> [BRIEF 1]: Reproduce verbatim the portion of the passage on side-channel leaks below that opens with the words containing "Side-channel leaks in" and closes with "forgivable, but wrong.".
> [BRIEF 2]: Continue the passage on side-channel leaks below, starting after its final sentence.

> [EXTRACT TO READ]:
══════

Side-channel leaks in web applications: a reality today, a challenge tomorrow

It's good to be slapped upside the head with your own misconceptions every once in a while, even when it occurs within your own specialty. Now, I deal with other people's misconceptions about cryptography all the time. If people have heard of cryptography at all, they generally are left with the impression that

cryptography = secure = cryptography = secure = ...

This is very forgivable, but wrong.

For example, cryptography does not prevent traffic analysis. You can encrypt your email all you want, but that doesn't hide who that email is to. Or how often you send it, or whether you get any mail back from them, and so on. There is an awful lot that can be deduced from that kind of information.

══════

> [RECORDS SUPPLIED]:
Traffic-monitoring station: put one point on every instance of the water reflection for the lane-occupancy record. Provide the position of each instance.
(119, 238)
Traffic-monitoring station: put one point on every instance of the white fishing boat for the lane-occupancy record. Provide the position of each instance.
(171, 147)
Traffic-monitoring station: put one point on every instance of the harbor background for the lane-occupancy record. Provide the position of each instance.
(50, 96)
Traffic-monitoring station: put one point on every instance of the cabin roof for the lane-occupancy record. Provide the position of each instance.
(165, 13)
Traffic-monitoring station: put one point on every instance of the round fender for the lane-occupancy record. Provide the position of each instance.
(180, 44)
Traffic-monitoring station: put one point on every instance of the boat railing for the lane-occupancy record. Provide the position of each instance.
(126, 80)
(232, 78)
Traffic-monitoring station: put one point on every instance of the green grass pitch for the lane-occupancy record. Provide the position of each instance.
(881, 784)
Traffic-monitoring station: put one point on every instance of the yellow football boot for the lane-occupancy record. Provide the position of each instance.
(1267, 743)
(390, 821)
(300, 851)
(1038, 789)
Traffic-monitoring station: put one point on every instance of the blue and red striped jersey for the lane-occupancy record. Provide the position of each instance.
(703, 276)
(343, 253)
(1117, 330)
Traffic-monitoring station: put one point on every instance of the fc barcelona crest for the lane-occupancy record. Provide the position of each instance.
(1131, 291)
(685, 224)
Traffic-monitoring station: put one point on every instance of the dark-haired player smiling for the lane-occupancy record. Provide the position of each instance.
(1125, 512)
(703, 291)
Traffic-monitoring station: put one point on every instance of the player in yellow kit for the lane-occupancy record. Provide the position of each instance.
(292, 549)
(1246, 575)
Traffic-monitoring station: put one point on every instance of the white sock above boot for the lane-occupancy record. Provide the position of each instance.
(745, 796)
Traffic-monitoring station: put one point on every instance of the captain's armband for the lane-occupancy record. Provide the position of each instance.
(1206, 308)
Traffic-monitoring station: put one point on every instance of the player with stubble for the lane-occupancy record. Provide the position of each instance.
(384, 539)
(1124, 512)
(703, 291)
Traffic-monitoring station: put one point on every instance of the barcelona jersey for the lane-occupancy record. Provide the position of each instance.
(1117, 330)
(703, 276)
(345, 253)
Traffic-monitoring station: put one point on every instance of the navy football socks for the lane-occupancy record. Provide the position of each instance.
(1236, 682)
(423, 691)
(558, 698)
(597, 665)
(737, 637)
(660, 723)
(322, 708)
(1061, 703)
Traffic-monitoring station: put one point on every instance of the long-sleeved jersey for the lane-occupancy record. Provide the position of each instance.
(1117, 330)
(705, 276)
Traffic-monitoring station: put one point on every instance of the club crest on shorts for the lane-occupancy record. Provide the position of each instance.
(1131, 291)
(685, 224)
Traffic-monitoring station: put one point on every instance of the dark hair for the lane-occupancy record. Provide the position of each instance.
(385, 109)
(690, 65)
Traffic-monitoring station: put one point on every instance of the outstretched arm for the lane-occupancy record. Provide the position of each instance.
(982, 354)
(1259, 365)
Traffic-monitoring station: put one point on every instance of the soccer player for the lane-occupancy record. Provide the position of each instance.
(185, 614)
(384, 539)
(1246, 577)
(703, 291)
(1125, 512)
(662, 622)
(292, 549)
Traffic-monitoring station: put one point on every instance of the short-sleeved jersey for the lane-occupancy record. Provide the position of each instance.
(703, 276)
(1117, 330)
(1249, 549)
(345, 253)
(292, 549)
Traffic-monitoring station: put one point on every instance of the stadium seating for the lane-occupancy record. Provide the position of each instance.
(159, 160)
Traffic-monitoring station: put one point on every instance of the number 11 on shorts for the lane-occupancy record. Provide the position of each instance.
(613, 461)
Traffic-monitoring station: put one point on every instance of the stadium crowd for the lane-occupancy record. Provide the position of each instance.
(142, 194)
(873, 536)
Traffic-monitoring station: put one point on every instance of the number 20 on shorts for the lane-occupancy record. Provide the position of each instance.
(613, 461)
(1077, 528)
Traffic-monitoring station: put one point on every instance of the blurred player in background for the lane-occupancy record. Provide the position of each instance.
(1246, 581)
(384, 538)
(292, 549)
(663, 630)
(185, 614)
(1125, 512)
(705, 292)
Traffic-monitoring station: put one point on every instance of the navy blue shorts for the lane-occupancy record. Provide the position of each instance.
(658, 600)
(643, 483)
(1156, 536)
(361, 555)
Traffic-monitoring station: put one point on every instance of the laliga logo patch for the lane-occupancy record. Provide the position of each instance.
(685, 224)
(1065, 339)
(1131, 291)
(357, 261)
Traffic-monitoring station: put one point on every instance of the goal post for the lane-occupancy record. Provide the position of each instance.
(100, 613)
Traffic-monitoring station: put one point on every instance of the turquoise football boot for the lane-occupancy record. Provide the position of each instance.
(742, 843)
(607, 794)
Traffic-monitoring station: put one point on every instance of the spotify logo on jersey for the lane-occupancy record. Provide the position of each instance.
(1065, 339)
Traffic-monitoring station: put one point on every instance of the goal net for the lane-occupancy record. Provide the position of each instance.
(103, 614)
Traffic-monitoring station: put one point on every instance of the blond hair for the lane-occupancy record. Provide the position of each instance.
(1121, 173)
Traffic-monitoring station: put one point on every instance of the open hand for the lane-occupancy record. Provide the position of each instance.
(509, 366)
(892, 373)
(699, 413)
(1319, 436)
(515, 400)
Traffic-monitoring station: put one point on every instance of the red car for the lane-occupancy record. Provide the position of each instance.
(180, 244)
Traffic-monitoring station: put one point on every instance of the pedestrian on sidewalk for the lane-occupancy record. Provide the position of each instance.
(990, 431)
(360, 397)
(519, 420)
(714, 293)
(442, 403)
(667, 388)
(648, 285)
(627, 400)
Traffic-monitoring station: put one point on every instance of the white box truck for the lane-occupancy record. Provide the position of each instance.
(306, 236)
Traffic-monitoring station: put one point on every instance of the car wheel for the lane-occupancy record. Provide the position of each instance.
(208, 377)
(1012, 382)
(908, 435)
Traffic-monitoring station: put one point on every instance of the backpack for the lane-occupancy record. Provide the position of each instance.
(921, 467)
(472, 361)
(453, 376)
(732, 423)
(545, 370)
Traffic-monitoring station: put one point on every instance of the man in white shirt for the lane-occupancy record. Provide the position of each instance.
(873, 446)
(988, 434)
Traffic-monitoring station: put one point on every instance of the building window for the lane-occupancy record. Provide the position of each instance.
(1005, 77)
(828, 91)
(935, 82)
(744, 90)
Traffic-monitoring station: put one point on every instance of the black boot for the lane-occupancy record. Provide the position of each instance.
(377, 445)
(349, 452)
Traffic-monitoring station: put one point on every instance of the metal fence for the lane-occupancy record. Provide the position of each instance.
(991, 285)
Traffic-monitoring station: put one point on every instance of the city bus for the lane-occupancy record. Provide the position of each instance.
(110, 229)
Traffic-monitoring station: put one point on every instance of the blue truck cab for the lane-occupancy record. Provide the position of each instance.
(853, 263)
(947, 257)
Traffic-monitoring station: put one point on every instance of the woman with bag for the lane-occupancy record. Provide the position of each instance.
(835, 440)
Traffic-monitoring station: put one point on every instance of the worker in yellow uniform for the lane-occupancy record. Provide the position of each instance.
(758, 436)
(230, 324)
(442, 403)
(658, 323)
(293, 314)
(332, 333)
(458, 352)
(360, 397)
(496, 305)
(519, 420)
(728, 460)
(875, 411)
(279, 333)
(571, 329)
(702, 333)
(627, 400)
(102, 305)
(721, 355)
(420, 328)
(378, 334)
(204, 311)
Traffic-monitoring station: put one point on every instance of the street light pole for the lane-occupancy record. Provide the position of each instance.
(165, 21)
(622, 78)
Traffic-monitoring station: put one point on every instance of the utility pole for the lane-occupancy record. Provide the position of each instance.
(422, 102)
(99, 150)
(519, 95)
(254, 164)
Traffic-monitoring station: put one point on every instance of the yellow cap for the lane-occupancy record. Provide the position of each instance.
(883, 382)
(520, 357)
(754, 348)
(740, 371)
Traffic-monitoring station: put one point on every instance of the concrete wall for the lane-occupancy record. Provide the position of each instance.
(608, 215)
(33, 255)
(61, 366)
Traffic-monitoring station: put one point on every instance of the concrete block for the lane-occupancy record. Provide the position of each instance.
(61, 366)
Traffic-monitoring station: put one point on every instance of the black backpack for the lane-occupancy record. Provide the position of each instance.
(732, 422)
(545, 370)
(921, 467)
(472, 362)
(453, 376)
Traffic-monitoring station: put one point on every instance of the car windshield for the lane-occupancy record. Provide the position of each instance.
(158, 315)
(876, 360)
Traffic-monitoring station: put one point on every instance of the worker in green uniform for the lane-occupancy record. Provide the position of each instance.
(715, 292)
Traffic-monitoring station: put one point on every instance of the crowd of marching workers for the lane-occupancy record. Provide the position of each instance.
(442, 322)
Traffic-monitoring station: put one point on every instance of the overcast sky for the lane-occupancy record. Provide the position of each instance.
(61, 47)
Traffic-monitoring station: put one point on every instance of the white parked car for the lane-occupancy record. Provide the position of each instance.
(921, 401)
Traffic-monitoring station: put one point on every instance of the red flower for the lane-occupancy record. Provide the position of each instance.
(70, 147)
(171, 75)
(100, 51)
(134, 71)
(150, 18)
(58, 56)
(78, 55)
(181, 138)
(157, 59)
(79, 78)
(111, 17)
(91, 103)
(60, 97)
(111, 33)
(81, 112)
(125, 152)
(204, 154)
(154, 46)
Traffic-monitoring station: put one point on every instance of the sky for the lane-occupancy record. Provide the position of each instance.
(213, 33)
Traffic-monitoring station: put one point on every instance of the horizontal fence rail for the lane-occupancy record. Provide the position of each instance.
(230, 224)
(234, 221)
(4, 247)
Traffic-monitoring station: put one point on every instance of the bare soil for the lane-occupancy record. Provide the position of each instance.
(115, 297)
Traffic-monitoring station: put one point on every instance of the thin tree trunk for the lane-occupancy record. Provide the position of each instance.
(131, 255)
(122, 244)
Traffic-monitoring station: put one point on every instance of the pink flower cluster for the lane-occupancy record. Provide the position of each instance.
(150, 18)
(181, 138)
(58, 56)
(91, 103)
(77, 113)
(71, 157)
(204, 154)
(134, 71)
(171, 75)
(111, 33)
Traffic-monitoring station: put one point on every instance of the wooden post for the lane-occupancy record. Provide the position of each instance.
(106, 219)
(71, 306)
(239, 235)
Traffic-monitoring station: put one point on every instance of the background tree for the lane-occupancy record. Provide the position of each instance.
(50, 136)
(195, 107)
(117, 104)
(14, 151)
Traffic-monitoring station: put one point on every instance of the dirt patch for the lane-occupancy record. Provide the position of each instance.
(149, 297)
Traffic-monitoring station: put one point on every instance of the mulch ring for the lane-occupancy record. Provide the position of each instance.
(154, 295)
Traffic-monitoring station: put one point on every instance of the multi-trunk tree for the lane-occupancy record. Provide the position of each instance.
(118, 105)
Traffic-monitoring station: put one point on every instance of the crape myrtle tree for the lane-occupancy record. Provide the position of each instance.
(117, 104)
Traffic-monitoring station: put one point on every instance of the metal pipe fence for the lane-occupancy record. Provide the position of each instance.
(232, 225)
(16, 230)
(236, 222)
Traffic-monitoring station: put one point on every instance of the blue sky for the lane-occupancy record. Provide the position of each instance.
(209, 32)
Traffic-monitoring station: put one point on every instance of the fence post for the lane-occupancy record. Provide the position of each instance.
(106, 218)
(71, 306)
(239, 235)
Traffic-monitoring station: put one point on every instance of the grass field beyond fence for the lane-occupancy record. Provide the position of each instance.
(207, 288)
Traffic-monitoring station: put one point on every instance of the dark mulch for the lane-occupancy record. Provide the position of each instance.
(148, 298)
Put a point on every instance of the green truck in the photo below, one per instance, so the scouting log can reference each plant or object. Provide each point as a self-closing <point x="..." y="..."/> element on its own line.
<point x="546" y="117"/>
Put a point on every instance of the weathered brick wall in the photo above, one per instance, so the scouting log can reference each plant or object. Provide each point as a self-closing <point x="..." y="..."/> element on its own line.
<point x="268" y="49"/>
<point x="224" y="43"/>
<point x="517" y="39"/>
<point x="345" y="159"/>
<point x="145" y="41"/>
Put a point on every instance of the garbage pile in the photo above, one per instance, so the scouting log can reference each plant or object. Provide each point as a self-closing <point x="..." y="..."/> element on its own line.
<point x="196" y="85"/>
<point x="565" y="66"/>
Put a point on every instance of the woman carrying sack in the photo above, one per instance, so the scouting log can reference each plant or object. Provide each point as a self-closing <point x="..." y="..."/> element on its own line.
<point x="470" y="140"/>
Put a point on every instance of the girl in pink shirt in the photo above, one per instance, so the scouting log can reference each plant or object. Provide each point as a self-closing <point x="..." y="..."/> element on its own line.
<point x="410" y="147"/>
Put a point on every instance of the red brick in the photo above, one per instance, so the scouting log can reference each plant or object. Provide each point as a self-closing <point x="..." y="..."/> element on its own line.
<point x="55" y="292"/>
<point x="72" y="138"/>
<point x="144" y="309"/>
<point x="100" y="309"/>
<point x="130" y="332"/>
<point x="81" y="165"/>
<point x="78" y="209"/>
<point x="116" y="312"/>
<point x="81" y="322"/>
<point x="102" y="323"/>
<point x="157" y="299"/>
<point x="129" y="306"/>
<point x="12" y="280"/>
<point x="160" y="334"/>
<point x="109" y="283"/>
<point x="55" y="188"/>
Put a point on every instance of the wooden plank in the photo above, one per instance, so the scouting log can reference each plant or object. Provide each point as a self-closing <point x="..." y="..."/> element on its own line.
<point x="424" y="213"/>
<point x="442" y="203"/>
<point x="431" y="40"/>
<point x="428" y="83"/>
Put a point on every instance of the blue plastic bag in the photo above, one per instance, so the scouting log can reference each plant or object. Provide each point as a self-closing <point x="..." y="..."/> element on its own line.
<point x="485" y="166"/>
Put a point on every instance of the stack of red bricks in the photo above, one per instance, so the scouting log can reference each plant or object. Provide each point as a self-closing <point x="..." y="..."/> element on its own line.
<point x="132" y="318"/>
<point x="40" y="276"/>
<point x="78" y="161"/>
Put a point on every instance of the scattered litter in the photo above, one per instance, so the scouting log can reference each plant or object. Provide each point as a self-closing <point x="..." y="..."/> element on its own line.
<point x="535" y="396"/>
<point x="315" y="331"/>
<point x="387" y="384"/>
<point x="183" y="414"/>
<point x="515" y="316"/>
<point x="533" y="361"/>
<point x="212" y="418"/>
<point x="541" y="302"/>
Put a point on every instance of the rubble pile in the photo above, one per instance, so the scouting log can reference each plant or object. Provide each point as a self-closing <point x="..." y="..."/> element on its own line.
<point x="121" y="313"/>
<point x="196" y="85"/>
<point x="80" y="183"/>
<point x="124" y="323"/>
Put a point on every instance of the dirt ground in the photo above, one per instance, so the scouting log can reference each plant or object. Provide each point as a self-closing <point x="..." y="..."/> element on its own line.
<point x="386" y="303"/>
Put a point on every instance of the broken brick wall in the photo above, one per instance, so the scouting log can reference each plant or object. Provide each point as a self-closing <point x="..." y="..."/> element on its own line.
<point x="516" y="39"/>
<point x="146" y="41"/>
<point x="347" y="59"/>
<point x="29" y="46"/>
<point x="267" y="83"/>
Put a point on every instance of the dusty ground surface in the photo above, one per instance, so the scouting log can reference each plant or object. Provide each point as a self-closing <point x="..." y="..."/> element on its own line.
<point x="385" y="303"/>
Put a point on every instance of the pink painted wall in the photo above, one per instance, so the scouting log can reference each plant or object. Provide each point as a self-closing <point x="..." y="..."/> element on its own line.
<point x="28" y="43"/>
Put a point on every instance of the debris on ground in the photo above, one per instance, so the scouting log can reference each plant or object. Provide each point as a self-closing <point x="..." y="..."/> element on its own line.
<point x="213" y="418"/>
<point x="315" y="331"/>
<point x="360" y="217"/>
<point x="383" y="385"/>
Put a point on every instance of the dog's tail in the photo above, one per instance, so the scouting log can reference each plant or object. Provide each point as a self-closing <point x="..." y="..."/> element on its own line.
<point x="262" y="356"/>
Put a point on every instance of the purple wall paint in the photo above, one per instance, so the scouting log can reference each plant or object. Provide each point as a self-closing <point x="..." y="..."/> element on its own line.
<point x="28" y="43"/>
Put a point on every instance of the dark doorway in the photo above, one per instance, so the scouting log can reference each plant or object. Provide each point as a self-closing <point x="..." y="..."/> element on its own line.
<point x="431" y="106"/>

══════

> [EXERCISE OUTPUT 1]:
Side-channel leaks in web applications: a reality today, a challenge tomorrow

It's good to be slapped upside the head with your own misconceptions every once in a while, even when it occurs within your own specialty. Now, I deal with other people's misconceptions about cryptography all the time. If people have heard of cryptography at all, they generally are left with the impression that

cryptography = secure = cryptography = secure = ...

This is very forgivable, but wrong.

> [EXERCISE OUTPUT 2]:
Also, that encryption may not prevent other people from changing your message in transit. This one can be a bit of a surprise, but encryption does not protect against modification. Very much the opposite, sometimes: there are several perfectly good encryption schemes which make it very easy to modify the encrypted message. (Consider the one-time pad, if you know what that is. In this encryption scheme, there is a one-to-one correspondence between bits of the ciphertext and bits of the plaintext. By changing a single bit of the ciphertext, you also change that same bit of the plaintext. So if you know what the plaintext is, you can make that ciphertext say anything you want. And the same goes for all stream ciphers (including a common a common AES mode) as stream ciphers are just close approximations of one-time pads anyway.)

So, those are things encryption can't do. But I would have sworn up and down that encryption could at least keep your message secret. Right? Can't it at least do that? As you can probably tell from the question, the answer is actually 'not necessarily.' Encryption will keep people from reading the message, but that's very different from keeping the message secret.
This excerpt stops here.